• _PAGE EXCERPT_
%%

To give an example I'm personally frequently annoyed by, Google's Antigravity will consistently use the word "anthropomorphic" while "thinking" and the end result will consistently have obnoxiously large border radius (kind of like Android's design language).

Codex on the other hand likes to make websites with blue elements on a black background and likes to use emojis for icons for some reason, which is a terrible idea accessibility-wise.

jochem9 1 hour ago | |

AI has no taste, so I suspect the labs just gave it a bunch of decent looking boilerplate as preferred style.

When you bring your own ideas you can get AI to dev pretty nice looking non-generic stuff.

viccis 49 minutes ago |

One Python one I hate is that it adds crazy amounts of newlines for no real readability gains.

Instead of this:

  def add_three_ints(x: int, y: int, z: int) -> int:  
      return x + y + z

it will write:

  def add_three_ints(  
      x: int,  
      y: int,  
      x: int,  
  ):  
      return x + y + z

While it's always preferable to do this when you get either long or complex function signatures, Opus 4.7 and GPT 5.5 do this everywhere. When you combine it with their penchant for writing helper functions for everything, you get a ton of vertical padding that messes up the readability imo because Python really relies on your eye seeing indents for scope.

tomjakubowski 36 minutes ago | |

The second way produces more billable output tokens. Worse, when you feed that code back into the LLM service, the extra whitespace counts as input tokens.

torginus 21 minutes ago | | |

an LF is 1 character, just like a space. Its just looks bigger to our puny human brains.

fragmede 35 minutes ago | |

That's for diffing gains later.

If you have to add arguments, when they're on one line like that, the diff is cleaner, so the reviewer has an easier time kf understanding what's going on. That is, if you still have a human reviewing code, that is.

%%

• _MATERIAL SUPPLIED_
%%

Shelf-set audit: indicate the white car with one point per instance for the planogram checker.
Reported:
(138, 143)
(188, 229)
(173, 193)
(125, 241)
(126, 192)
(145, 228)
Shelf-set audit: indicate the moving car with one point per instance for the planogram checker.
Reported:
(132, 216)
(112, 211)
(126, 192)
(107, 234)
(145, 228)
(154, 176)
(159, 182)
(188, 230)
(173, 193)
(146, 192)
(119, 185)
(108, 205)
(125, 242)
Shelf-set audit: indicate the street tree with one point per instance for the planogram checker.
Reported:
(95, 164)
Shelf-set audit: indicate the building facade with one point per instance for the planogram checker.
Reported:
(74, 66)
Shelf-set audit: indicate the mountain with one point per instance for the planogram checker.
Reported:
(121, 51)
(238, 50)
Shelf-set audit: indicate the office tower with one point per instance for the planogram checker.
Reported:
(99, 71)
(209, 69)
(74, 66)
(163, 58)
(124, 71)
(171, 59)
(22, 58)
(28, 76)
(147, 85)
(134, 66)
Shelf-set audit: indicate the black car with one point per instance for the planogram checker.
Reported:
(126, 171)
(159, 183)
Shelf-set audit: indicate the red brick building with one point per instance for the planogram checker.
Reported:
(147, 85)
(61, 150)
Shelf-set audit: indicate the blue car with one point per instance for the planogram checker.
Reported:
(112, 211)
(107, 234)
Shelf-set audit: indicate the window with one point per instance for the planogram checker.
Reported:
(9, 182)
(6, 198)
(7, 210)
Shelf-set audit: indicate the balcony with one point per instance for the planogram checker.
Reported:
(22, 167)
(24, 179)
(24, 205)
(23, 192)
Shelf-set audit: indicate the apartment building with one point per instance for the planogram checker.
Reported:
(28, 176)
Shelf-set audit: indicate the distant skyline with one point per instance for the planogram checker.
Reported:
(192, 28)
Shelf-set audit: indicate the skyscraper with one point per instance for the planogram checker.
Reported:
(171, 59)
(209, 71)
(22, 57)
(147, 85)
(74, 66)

%%

• _STUDY QUESTIONS_
a. Answer these about the forum thread on AI coding style:
(i) Which word does Google's Antigravity consistently use while "thinking"?
(ii) What does Codex like to use for icons?
(iii) Which two models does viccis say break function signatures across lines everywhere?
b. Carry on the forum thread on AI coding style, picking up after its final sentence.

• _EXERCISE RESPONSES_
a.
(i) "anthropomorphic"
(ii) Emojis
(iii) Opus 4.7 and GPT 5.5

b.
TacticalCoder 1 hour ago |

So the year is 2026 and we cannot point a LLM at, say, this HN thread, and give it the instructions: "I don't want to look like a dumbass, so don't make these obvious mistakes / don't use these obvious tells"!?

barrkel 59 minutes ago |

Quietly. Clean. Honest. Sharp take.

manoDev 1 hour ago |

Welcome to the future of fast-food software. Taste of deep frying and preservatives.

speak_plainly 1 hour ago |

I came here for the performative anti-AI intellectualism and was not disappointed.

dionian 2 hours ago |

KPI cards, purple gradients

poszlem 1 hour ago |

What I find amazing is how HARD it is to make the LLM produce a piece of text that does not sound like slop. I have had dozens of sessions where I tried to make it write like a human would, and yet it still uses those tired writing phrases. I don't understand why neither openai, nor anthropic are able to do anything to make it better, and in some cases it feels like we are actually going backwards.

Noumenon72 29 minutes ago | |

Alan Turing poisoned the context in ways we can't comprehend and all LLMs are bound by his dead hand.